• Text provided:
------------------------------------------------

NAGOYA, Japan -- Toyota Motor may have belatedly accepted that electric vehicles, their limitations notwithstanding, are becoming the way of the automaking world. But Japan's top car company remains fixated on what it considers the "ultimate" earth-friendly fuel: hydrogen.
Toyota recently formed a joint venture for electric vehicle development with group supplier Denso and Mazda Motor, pouring staff and expertise into the effort to convert technology into actual products faster.
While Western and Chinese automakers are shifting focus to electric vehicles, Toyota has yet to devise a clear road map for a future product lineup. Estimates shared with parts suppliers show electric and fuel cell vehicles totaling 15% of Toyota's global sales in 2030, with hybrids including plug-in hybrids accounting for 40% and conventional-engine vehicles making up 45%. Toyota's purchasing department is asking suppliers this year how these projections could impact their businesses through 2030.
The Toyota group employs 1.4 million people and does business with 30,000 companies in Japan. This broad impact leaves the company understandably cautious about changes in powertrain systems.
No spark for electric cars
Toyota is hardly a newcomer to electric vehicles. In 1991, the company developed a compact electric van. Two years later, it supplied an electric version of the Crown Majesta luxury sedan to the Tokyo metropolitan government. The automaker released an electric version of its RAV4 sport utility vehicle in 1997.
"We have the core technologies for EVs," Chairman Takeshi Uchiyamada said, noting the company's advances in motors, inverters and electric control devices through its hybrid program. But Toyota has lagged rivals like Nissan Motor and Tesla in making a serious entry into the electric-vehicle market.

------------------------------------------------

• Data for this task:
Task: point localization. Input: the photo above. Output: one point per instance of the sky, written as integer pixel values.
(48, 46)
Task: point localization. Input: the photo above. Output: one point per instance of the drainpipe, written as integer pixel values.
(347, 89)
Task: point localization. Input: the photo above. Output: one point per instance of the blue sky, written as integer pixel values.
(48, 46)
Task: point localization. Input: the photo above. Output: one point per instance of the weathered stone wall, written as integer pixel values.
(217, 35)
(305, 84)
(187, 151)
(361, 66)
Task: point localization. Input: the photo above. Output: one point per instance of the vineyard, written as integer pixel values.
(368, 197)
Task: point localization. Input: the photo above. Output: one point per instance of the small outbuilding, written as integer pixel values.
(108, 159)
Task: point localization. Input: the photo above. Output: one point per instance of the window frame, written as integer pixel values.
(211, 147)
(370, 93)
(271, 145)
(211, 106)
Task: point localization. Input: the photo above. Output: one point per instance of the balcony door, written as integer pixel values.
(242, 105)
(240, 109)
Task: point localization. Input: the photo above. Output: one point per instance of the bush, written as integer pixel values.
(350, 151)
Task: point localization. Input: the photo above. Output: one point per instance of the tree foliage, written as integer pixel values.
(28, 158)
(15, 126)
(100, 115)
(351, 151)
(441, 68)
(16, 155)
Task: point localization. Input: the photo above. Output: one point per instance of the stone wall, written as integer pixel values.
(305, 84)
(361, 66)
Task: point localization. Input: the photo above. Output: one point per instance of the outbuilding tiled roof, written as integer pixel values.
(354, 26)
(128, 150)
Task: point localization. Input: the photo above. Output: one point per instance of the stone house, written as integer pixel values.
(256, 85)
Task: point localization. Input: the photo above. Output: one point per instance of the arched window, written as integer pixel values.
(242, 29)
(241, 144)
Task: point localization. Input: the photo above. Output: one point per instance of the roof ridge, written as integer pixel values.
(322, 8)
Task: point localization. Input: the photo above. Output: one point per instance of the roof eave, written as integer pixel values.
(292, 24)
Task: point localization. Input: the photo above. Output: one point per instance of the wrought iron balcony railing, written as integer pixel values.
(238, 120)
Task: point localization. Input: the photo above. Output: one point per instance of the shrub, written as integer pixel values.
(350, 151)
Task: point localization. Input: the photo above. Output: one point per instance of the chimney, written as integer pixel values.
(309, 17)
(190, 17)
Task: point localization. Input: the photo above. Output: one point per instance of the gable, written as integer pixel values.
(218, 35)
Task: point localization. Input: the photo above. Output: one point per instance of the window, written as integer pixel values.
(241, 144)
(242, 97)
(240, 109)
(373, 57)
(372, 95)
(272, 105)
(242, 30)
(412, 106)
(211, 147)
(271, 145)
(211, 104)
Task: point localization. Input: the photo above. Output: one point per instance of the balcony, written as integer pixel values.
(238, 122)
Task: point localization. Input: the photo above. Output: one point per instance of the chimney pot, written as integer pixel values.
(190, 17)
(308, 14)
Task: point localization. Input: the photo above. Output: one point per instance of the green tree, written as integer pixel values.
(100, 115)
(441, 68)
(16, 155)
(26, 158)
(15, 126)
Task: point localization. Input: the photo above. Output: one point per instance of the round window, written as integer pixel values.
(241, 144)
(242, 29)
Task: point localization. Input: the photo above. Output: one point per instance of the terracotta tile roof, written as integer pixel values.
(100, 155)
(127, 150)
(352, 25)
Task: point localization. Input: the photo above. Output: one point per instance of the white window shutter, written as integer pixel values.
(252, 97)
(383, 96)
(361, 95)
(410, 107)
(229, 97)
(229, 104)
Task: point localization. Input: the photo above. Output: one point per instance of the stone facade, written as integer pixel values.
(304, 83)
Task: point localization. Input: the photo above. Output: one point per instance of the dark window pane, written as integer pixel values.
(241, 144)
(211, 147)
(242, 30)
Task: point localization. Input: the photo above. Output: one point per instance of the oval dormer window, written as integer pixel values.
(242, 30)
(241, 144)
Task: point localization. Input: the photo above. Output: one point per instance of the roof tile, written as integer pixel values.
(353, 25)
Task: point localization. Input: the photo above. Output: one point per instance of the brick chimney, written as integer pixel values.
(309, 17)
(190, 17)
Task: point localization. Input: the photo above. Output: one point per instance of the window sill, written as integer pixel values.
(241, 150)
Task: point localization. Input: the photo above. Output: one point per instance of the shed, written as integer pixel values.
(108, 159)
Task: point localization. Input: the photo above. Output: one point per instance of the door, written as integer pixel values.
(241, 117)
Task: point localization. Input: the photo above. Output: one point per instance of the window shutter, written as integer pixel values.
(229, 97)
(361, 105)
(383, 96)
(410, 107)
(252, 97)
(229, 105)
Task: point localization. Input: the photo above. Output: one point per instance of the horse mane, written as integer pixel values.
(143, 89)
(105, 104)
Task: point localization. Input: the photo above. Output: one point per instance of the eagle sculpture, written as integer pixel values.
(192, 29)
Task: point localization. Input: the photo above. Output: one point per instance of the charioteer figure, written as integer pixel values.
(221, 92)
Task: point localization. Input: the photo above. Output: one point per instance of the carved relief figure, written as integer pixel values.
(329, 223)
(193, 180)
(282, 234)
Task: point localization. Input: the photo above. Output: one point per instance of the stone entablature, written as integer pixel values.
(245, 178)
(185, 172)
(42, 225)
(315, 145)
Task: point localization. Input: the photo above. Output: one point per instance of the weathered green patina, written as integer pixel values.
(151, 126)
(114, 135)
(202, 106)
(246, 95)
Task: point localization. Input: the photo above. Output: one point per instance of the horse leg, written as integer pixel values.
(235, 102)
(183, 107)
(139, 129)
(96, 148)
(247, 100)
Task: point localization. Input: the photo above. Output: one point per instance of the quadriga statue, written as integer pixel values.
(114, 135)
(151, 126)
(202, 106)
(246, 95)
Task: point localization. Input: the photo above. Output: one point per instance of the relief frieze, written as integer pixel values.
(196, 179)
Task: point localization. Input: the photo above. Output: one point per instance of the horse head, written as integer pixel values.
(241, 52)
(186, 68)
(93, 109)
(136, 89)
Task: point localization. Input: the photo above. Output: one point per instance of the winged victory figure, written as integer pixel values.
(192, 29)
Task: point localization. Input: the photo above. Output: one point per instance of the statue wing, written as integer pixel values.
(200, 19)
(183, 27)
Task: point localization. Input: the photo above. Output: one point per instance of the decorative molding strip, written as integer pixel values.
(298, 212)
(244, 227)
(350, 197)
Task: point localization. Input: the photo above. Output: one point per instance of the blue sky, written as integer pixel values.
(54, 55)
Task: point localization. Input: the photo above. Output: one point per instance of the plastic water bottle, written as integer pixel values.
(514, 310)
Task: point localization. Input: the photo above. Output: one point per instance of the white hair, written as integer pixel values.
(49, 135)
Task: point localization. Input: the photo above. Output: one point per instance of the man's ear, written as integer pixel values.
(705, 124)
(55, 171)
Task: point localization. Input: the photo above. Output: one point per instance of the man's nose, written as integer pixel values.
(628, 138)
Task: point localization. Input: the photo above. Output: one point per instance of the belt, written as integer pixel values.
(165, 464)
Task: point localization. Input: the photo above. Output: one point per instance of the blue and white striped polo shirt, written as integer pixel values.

------------------------------------------------

• Task A:
Gather every line of the records that contains the string "balcony".
• Task B:
Carry the passage on Toyota's vehicle strategy forward from its final sentence, adding the next part in the same formal style.
The records bear no relation to the passage on Toyota's vehicle strategy.

• Task result A:
Task: point localization. Input: the photo above. Output: one point per instance of the balcony door, written as integer pixel values.
Task: point localization. Input: the photo above. Output: one point per instance of the wrought iron balcony railing, written as integer pixel values.
Task: point localization. Input: the photo above. Output: one point per instance of the balcony, written as integer pixel values.

• Task result B:
Electric autos pose "many usability challenges," Uchiyamada said. One problem is driving range. In rough terms, fully charged electric vehicles can run 400km, compared with 1,500km for fully fueled hybrids and 1,000km for gassed-up cars. Another challenge involves the lengthy time needed for recharging.
Moreover, battery deterioration could slash resale values of used electric cars. "They are different from conventional vehicles, which are driven an average of 13 years," a top Toyota official said. "The cost burden on new-vehicle buyers is heavy" with electric vehicles.
Yet such countries as the U.K., France, India and crucially China -- the world's biggest auto market -- are promoting the transition to electric. Some are even removing hybrids from the "green car" category. People at Toyota worry that the automaker misjudged the speed of changes in environmental regulations. This explains the sudden urgency with which the company seeks to go electric.
Playing the long game
But Toyota still considers fuel cell technology as superior. The Toyota Mirai, released in 2014 as the world's first mass-produced fuel cell vehicle, achieves a range of 650km and requires only three minutes for refueling the hydrogen, overcoming the range and charge-time constraints on electric vehicles.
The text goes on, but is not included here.